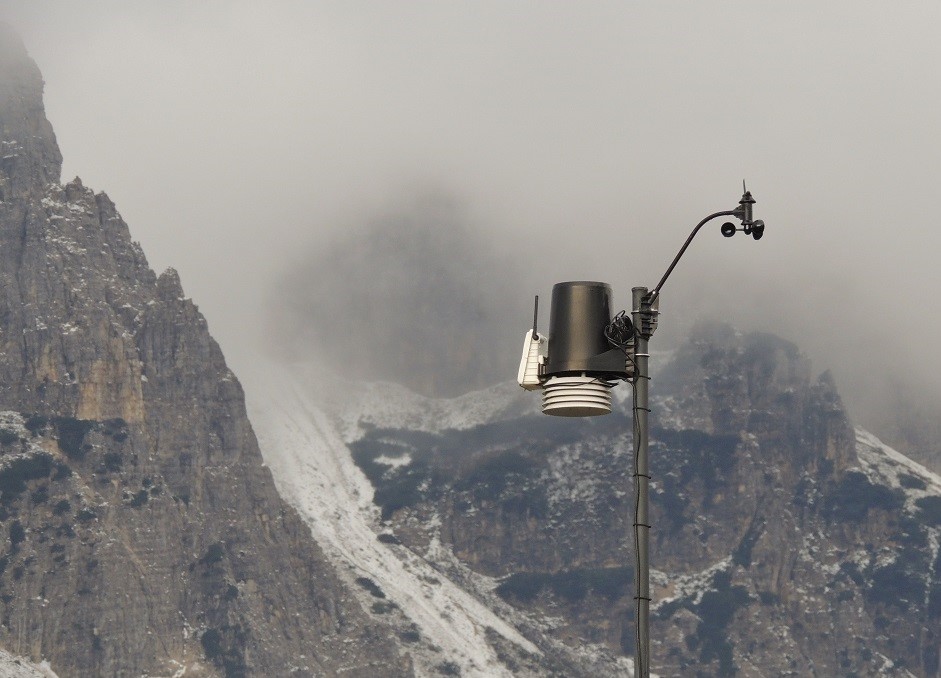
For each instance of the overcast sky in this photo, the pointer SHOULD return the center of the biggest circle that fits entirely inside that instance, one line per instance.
(239, 139)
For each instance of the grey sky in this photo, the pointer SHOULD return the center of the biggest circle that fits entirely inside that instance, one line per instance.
(585, 138)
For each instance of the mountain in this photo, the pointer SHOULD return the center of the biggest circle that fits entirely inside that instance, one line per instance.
(140, 532)
(384, 533)
(785, 541)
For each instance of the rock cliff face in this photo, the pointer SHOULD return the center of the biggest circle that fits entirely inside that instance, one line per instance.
(140, 532)
(784, 543)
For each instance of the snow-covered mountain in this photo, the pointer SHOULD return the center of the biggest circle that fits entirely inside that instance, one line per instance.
(495, 540)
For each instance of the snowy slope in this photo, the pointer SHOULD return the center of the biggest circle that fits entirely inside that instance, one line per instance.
(315, 473)
(12, 666)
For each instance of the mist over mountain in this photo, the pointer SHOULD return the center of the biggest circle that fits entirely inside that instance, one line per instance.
(418, 296)
(140, 531)
(376, 531)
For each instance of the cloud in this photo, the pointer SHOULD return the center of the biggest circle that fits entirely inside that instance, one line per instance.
(416, 295)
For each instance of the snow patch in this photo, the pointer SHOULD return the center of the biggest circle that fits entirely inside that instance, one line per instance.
(314, 471)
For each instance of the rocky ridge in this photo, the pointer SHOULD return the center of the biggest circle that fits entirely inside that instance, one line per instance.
(785, 542)
(142, 532)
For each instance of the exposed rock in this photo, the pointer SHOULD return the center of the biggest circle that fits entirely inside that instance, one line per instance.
(783, 543)
(142, 532)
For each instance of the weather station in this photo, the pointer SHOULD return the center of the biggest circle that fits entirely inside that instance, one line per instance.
(586, 353)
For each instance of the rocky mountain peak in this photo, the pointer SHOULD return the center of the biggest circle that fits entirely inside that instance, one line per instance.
(29, 154)
(140, 532)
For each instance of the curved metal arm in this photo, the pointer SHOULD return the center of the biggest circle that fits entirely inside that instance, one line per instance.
(738, 212)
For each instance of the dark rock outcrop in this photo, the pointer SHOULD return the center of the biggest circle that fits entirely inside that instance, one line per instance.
(783, 543)
(140, 532)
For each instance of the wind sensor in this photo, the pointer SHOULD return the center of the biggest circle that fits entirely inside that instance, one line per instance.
(586, 353)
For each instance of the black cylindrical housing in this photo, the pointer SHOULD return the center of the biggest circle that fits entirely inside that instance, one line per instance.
(578, 316)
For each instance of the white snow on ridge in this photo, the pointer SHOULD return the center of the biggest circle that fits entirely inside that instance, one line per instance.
(314, 471)
(884, 464)
(12, 666)
(387, 404)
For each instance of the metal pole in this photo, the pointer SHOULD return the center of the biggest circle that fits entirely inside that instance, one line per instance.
(643, 328)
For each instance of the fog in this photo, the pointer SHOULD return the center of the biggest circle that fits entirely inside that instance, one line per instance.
(243, 142)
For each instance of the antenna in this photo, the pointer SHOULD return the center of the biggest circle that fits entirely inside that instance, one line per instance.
(535, 317)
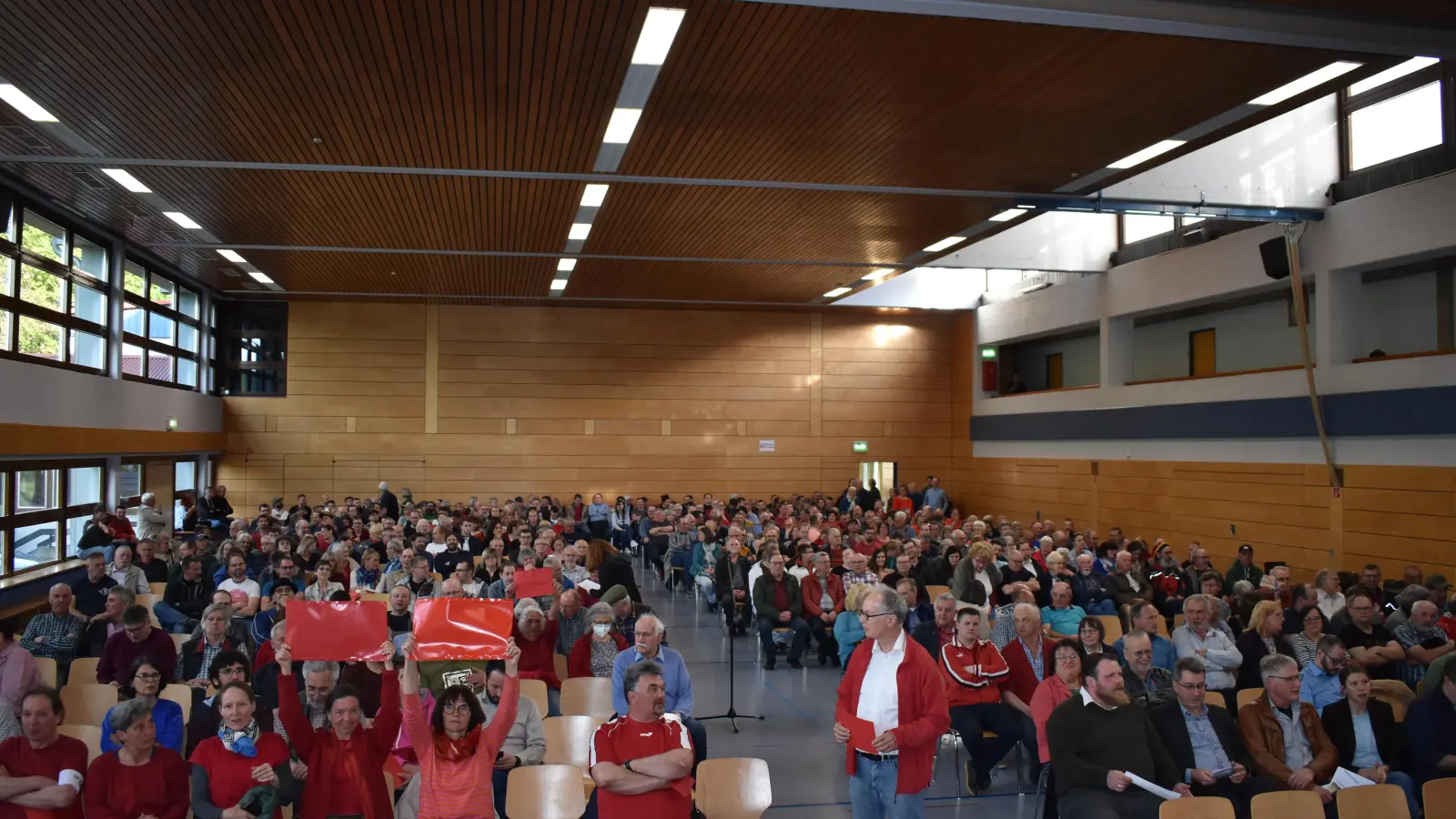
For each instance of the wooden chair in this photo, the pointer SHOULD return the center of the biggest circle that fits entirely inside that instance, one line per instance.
(47, 668)
(733, 789)
(1288, 804)
(91, 734)
(587, 695)
(1387, 802)
(84, 669)
(535, 690)
(86, 703)
(545, 792)
(1198, 807)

◆ ◆ ◆

Set exercise: Print the lines again word for word, from the line containing "For each instance of the fog" through the end of the items, both inclusive. Leave out the pictures.

Answer to this task:
For each instance of the fog in this photo, the pointer SHOULD return the center of the biggest circle that fits entirely inside that instance, one line per instance.
(243, 142)
For each instance of the antenna in this photo, the pointer SHOULD return the center of the biggest circle that fits entirely inside that instance, one line per instance.
(535, 317)
For each instance of the wooden chair in this photo, the pointer SHOULD return the center of the biggest circle that fits entirely inside that instance, one line per instance.
(47, 668)
(733, 789)
(1288, 804)
(91, 734)
(587, 695)
(1387, 802)
(84, 669)
(535, 690)
(86, 703)
(545, 792)
(1198, 807)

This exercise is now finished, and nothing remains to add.